== Source text
Category Archives: Data

The Unitarian center: UK edition

Last year I made a somewhat silly mapping thought exercise: locating the geographic center of the membership of the Unitarian Universalist Association. That’s one way to describe what holds us all together, I suppose.

This year, I’ve sought out and geocoded all the member churches of the General Assembly of Unitarian and Free Christian Churches, in Great Britain. I have some observations and a map like I made for the UUA, but there are some lingering choices for how to render the map. So instead, I’ll tell where the centerpoint — er, centrepoint — for UK Unitarians, based on the reported quota numbers. (With the understanding that this probably isn’t an adequate way to measure membership, much less participation.)

The proper location is on a farm south of Barton-under-Needwood, in Staffordshire, just off the A38. Hardly the place for 3,600-plus Unitarians and Free Christians, who’d about double the population. So let’s call it nearby Burton upon Trent, which has about 44,000 residents and at least has a train station on a main line.

To tell you the truth, I was hoping for Ashby-de-la-Zouch (for the name alone).

Map of Unitarian Universalist Association-member congregations

Voila! A map of Unitarian Universalist Association-member congregations — click in, if you’re on the main page —

Or click here. (You may need to zoom in a level to see the detail.)

For size, I’ve restricted the map to the continental United States and southern Canada — also, because I’m using a free-of-charge Mapbox account. (This one map takes up 80% of the free allotment.) It didn’t take as long to make this project as I feared, but that’s because I had already prepared the lat-long data. (Accordingly, it’s only as fresh as February.) Indeed, much of the time was just playing with my options.

Note: the purple circles are congregations, with the area of the circle scaled to the size of the congregation. So emerging congregations (having no reported members) and those with membership 12 and under appear as a single point.

Scout around it. I’d love to know

  1. what discoveries you make, and
  2. what features you would like to see in future versions

Unfellowshipped ministers in Unitarian Universalist congregations

There no reason (anymore, from a Universalist perspective) that a minister without ministerial fellowship in the UUA can’t serve a UU congregation. There are some denominational oddments around inclusions in directories — unimportant to the living — so I have to think the reason to note such in our once-print, now-online directory is to note who’s not in the guild. (The auslander clergy were marked with a # — alas, not in scarlet ink.)
====
== Information provided
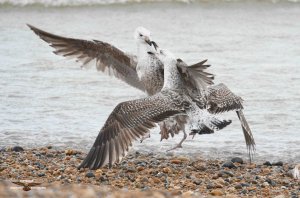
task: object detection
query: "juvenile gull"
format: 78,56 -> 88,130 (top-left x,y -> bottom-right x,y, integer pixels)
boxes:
28,25 -> 230,148
78,49 -> 213,169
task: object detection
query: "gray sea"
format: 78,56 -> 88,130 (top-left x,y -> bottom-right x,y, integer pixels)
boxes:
0,0 -> 300,162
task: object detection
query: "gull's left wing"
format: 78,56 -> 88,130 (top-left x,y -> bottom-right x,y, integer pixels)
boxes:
27,24 -> 145,91
78,93 -> 187,169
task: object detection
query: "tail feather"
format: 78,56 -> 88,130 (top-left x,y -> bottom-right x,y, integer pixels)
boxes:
190,124 -> 214,135
211,119 -> 232,130
236,110 -> 255,163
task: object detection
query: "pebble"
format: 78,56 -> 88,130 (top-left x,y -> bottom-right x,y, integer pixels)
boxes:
234,184 -> 243,189
126,166 -> 136,173
218,170 -> 234,177
231,157 -> 244,164
85,172 -> 95,178
11,146 -> 24,152
0,147 -> 299,198
272,161 -> 283,166
193,179 -> 202,185
38,172 -> 45,177
210,190 -> 224,196
222,161 -> 236,168
263,161 -> 272,166
170,159 -> 182,164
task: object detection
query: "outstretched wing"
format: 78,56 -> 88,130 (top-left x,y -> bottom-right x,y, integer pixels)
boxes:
177,59 -> 214,90
27,24 -> 145,91
78,94 -> 184,169
205,83 -> 255,160
205,83 -> 243,114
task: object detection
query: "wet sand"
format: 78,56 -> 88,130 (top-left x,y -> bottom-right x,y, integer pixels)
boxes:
0,146 -> 300,198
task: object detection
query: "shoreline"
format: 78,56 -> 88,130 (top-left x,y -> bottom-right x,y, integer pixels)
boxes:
0,146 -> 300,197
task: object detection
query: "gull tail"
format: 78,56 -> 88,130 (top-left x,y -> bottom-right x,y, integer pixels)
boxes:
211,118 -> 232,131
236,110 -> 255,163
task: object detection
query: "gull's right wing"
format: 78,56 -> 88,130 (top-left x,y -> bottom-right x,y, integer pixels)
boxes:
27,24 -> 145,91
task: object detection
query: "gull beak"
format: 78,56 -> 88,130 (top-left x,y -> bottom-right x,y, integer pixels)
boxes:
145,37 -> 152,46
151,41 -> 158,51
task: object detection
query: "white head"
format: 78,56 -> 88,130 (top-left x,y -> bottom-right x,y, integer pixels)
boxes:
158,49 -> 177,66
134,27 -> 151,45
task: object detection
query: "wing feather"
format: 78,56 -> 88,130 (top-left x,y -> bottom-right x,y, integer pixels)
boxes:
205,83 -> 255,162
78,94 -> 185,169
27,24 -> 145,91
177,59 -> 214,90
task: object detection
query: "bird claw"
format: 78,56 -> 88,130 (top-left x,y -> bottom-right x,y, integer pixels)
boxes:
140,134 -> 150,143
167,143 -> 182,152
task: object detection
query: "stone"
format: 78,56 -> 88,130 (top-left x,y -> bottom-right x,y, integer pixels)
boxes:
193,179 -> 202,185
231,157 -> 244,164
11,146 -> 24,152
263,161 -> 272,166
170,159 -> 182,164
210,190 -> 224,196
218,170 -> 234,177
85,172 -> 95,178
234,184 -> 243,189
38,172 -> 45,177
137,166 -> 145,171
272,161 -> 283,166
222,161 -> 236,168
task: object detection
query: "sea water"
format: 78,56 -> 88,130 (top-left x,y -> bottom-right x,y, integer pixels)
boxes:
0,0 -> 300,162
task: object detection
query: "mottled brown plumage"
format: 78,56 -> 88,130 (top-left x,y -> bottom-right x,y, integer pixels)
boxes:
78,91 -> 189,169
194,83 -> 255,160
27,24 -> 145,91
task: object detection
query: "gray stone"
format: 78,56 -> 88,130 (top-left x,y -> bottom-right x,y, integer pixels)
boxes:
231,157 -> 244,164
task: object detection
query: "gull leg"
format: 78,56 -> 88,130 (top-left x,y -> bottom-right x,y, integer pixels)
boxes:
167,129 -> 187,152
140,133 -> 150,143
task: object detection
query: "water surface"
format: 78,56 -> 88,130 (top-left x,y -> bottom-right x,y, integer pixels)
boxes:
0,2 -> 300,162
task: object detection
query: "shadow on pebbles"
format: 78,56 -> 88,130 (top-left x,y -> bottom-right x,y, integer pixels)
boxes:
0,146 -> 300,198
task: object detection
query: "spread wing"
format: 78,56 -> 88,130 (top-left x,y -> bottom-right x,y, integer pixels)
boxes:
205,83 -> 255,160
177,59 -> 214,90
12,181 -> 26,186
27,24 -> 145,91
78,94 -> 184,169
205,83 -> 243,114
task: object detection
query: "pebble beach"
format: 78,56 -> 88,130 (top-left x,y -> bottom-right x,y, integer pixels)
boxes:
0,146 -> 300,198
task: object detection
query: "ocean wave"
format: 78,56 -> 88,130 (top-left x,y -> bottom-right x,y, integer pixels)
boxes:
0,0 -> 300,7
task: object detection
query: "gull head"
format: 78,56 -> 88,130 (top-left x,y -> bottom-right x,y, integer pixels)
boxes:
134,27 -> 152,46
158,49 -> 177,66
====
> Given instruction
Reproduce the blog post verbatim from "Note: the purple" up to and including "a single point.". Rely only on the blog post for this, not on the entries.

> Response to the task
Note: the purple circles are congregations, with the area of the circle scaled to the size of the congregation. So emerging congregations (having no reported members) and those with membership 12 and under appear as a single point.